* _PROBLEM DETAILS_
An exact copy of every record is needed, with the pictures left out.
%%
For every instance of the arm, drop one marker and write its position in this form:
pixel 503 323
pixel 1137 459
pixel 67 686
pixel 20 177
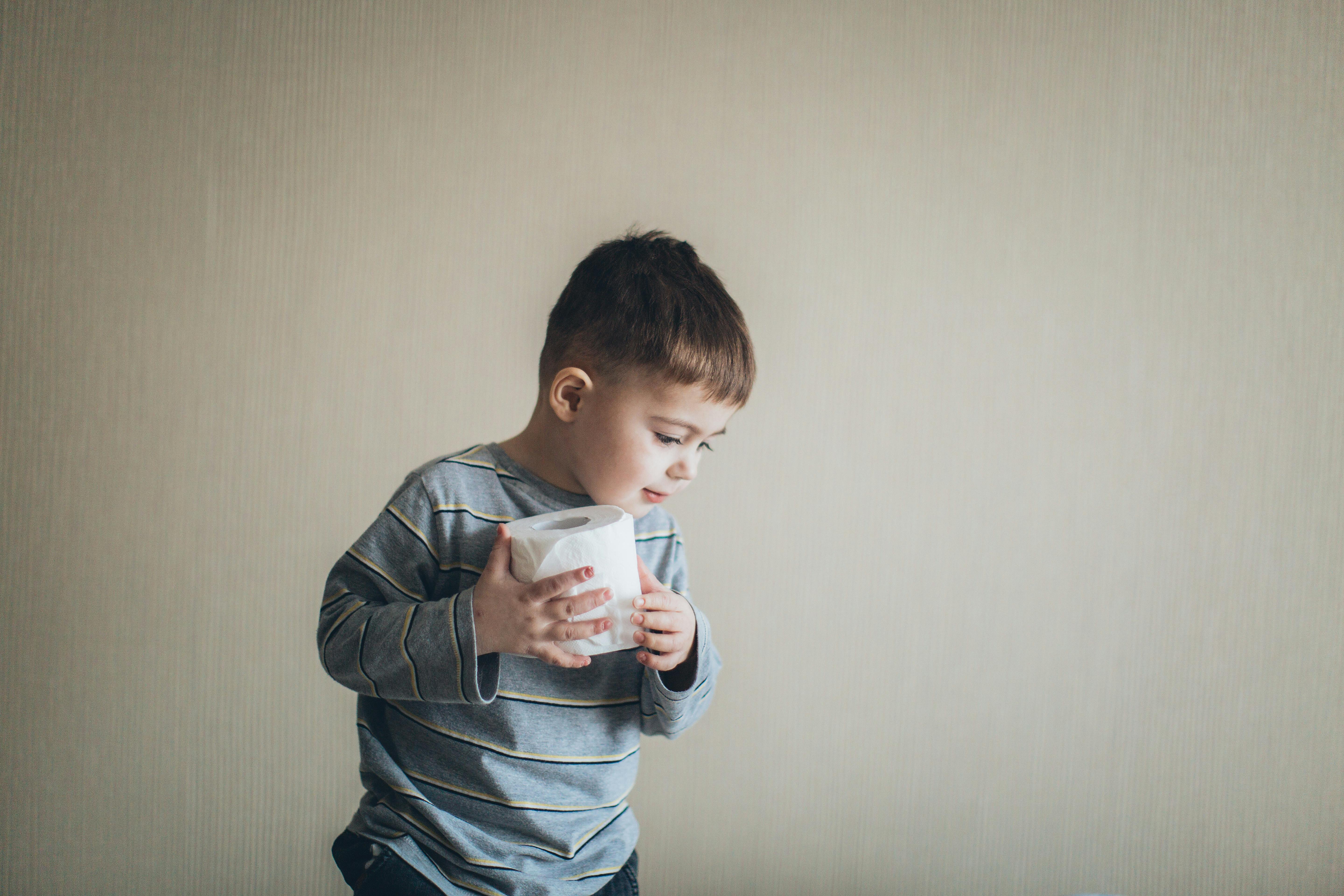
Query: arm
pixel 679 680
pixel 385 630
%%
* _RESULT_
For every instance of the arm, drop one marker and write its position in this form:
pixel 503 323
pixel 1137 459
pixel 67 686
pixel 20 177
Query: arm
pixel 679 680
pixel 385 630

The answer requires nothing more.